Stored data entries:
:::::

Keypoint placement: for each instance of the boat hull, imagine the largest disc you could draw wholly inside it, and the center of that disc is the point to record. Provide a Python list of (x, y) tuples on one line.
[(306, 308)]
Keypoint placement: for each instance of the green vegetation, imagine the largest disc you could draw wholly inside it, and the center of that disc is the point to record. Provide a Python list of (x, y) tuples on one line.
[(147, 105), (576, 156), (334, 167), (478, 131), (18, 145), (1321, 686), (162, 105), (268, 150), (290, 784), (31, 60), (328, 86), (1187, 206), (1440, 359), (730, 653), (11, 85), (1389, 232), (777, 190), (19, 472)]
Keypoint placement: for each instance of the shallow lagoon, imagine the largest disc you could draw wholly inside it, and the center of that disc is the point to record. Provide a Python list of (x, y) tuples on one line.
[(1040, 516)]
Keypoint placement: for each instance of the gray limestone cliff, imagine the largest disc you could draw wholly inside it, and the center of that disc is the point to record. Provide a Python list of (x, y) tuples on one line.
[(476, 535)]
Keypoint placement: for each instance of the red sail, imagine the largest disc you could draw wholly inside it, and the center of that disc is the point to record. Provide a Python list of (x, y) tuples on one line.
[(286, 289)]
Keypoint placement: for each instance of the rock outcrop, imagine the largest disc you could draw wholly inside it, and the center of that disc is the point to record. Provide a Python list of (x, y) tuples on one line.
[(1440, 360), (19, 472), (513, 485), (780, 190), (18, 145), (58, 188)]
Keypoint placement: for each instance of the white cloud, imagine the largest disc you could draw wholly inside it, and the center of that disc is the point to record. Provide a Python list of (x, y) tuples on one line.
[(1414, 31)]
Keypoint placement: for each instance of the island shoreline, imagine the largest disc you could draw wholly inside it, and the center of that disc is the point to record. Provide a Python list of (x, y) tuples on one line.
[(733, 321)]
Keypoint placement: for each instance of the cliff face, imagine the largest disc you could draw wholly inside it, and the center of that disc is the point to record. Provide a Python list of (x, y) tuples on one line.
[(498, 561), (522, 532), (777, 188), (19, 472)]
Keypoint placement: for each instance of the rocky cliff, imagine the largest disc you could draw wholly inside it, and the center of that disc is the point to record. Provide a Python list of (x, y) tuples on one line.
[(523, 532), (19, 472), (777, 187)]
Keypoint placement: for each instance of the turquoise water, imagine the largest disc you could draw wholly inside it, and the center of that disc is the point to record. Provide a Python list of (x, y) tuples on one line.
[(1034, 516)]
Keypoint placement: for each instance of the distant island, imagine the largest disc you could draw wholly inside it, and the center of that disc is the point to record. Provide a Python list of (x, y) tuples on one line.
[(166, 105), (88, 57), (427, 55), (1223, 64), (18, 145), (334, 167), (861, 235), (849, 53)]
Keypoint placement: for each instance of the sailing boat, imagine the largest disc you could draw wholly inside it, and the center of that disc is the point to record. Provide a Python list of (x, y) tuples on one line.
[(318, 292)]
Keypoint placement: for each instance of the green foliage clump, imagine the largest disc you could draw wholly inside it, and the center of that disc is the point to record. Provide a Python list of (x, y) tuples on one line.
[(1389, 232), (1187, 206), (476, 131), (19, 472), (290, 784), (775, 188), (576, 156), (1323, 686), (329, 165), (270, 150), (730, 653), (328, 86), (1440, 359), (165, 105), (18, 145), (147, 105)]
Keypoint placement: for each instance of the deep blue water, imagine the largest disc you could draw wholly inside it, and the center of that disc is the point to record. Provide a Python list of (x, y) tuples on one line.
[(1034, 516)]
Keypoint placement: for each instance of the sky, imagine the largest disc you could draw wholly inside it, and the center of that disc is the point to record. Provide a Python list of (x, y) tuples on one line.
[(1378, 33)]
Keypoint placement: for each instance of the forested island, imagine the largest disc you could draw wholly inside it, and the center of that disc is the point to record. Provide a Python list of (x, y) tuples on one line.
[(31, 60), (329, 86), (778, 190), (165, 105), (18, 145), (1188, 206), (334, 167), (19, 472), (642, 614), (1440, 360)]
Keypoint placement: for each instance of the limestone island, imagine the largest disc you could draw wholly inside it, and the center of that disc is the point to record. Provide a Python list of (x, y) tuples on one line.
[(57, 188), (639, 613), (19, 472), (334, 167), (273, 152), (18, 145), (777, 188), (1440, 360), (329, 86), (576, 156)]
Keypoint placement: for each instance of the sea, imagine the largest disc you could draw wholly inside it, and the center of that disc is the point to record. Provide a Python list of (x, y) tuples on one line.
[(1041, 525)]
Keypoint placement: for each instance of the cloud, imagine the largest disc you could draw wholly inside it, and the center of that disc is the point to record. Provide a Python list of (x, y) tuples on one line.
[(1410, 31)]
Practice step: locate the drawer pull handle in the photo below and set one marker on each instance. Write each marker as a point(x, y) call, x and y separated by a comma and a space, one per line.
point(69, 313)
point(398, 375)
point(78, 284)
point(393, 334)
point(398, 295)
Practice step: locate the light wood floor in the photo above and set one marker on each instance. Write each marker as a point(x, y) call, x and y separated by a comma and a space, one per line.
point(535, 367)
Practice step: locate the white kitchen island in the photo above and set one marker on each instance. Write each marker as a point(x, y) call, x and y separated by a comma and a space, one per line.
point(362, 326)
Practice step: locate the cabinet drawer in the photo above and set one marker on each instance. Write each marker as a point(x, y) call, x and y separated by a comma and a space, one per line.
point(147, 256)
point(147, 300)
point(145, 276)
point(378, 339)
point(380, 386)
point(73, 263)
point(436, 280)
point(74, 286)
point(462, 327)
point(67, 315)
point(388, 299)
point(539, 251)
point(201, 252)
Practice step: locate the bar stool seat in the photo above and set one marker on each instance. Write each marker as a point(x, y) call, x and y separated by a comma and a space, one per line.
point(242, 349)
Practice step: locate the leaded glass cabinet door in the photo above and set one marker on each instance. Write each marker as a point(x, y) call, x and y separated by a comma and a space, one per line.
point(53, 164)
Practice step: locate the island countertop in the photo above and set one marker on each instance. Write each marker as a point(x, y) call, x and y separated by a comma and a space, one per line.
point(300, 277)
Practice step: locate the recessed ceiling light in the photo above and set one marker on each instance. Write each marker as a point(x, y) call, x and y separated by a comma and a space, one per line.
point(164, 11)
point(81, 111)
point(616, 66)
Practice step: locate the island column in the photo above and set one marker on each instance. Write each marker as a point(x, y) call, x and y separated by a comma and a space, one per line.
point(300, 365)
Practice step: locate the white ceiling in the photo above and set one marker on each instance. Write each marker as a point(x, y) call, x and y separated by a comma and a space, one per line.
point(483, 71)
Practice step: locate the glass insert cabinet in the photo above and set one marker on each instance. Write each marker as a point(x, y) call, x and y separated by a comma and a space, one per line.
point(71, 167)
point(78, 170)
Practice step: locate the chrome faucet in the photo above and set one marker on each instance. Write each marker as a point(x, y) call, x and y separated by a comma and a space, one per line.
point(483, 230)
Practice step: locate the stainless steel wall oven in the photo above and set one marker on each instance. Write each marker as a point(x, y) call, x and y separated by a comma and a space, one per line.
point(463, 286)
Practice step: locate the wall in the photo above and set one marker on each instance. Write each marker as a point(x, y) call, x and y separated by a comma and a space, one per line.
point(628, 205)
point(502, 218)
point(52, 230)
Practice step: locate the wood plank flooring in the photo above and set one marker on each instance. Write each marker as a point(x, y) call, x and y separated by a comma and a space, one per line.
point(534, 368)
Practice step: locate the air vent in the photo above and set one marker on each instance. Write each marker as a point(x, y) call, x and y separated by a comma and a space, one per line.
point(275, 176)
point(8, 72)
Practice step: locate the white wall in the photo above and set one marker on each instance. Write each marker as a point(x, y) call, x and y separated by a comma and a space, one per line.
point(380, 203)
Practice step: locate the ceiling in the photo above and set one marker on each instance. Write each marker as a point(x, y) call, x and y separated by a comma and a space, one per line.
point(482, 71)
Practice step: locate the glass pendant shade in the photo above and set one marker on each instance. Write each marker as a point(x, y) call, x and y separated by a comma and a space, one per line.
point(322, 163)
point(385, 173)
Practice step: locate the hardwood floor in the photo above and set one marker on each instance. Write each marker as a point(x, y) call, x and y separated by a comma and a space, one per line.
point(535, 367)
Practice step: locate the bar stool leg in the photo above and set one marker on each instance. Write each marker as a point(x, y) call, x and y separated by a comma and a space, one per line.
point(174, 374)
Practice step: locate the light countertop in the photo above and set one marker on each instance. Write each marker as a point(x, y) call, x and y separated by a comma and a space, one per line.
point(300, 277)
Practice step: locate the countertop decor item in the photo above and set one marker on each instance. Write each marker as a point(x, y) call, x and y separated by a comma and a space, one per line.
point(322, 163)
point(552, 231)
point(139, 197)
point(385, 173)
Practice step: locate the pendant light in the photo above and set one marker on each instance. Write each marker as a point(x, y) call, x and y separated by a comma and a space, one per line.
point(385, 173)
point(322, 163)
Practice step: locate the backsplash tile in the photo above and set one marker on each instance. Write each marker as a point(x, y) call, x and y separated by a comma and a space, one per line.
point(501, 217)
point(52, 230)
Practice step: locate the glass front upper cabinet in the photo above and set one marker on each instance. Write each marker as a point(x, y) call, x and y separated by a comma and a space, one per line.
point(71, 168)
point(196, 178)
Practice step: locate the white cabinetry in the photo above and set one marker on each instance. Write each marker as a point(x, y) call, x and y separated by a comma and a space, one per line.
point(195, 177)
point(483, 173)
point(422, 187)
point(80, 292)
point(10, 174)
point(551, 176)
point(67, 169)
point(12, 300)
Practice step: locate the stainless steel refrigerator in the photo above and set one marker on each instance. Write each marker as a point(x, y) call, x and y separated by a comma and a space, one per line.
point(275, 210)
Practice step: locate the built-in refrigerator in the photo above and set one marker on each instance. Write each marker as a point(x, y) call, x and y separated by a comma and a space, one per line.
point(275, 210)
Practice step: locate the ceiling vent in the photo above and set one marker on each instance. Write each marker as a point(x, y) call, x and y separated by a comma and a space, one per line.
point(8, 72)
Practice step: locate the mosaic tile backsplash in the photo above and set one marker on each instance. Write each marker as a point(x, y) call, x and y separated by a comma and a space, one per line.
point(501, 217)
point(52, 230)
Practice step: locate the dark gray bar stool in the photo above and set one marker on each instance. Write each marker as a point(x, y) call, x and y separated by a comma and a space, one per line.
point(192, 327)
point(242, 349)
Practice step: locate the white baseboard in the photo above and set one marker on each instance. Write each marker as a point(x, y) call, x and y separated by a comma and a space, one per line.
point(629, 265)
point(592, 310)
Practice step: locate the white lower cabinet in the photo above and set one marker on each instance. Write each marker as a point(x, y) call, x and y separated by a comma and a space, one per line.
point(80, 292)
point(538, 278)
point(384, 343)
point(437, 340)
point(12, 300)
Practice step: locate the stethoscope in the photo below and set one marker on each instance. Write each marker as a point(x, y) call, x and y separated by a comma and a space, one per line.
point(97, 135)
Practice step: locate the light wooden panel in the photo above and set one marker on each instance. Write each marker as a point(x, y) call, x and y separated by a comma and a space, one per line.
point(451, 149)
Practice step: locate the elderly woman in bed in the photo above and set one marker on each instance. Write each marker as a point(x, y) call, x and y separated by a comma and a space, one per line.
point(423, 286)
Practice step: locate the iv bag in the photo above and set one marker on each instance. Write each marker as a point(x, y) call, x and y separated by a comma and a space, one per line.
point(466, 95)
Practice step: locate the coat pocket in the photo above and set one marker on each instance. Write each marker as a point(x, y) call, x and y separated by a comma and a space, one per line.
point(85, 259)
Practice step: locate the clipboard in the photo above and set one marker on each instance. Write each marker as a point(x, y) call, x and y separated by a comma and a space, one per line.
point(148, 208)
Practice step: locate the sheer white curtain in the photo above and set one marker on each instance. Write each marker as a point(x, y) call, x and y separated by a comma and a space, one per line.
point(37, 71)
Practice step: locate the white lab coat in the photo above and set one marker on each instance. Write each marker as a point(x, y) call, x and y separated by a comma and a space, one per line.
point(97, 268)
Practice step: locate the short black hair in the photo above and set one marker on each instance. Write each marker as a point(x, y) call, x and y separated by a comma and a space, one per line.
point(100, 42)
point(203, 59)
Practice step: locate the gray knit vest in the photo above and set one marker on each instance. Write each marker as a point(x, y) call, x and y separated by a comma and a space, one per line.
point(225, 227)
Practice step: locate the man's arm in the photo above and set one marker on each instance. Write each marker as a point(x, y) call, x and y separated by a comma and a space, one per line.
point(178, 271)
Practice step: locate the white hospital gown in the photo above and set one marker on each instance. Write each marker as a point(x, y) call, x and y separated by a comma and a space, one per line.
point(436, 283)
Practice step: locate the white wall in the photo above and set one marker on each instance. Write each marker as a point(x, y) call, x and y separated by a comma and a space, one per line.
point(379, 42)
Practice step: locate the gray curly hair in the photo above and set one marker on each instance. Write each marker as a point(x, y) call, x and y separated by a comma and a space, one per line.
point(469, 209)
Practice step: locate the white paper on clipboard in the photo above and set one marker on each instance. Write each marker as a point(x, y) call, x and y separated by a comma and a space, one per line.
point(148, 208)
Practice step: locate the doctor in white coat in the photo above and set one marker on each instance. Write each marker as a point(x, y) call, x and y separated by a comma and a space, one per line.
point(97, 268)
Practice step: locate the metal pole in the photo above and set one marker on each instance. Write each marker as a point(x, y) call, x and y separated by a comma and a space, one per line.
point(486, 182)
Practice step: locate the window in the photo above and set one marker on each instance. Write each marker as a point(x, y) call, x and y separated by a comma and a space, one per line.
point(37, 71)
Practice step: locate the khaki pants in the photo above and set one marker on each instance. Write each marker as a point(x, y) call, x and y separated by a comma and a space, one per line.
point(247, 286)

:::::

Render the entries above, from the first line through the line containing "[(1040, 516)]", as a JSON list of strings with one string per line and any blank lines omitted.

[
  "Keypoint placement: for each instance of the boat hull, imagine the largest disc you could draw wholly inside it, and the center of that disc is the point to record. Provide a Python list of (x, y) tuples on one line.",
  "[(306, 308)]",
  "Keypoint placement: for each instance of the green vegetation, imagine the largest disc you could draw wholly inside it, and the center of that disc is the point to record. Provide a Python list of (x, y) tuples on one line.",
  "[(147, 105), (576, 156), (334, 167), (478, 131), (18, 145), (1321, 686), (162, 105), (268, 150), (290, 784), (31, 60), (328, 86), (1187, 206), (1440, 359), (730, 653), (11, 85), (1389, 232), (777, 190), (19, 472)]",
  "Keypoint placement: for each instance of the shallow lagoon, imagine the largest disc you could draw wholly inside it, and the center of that disc is the point to record. Provide a Python list of (x, y) tuples on one line.",
  "[(1040, 516)]"
]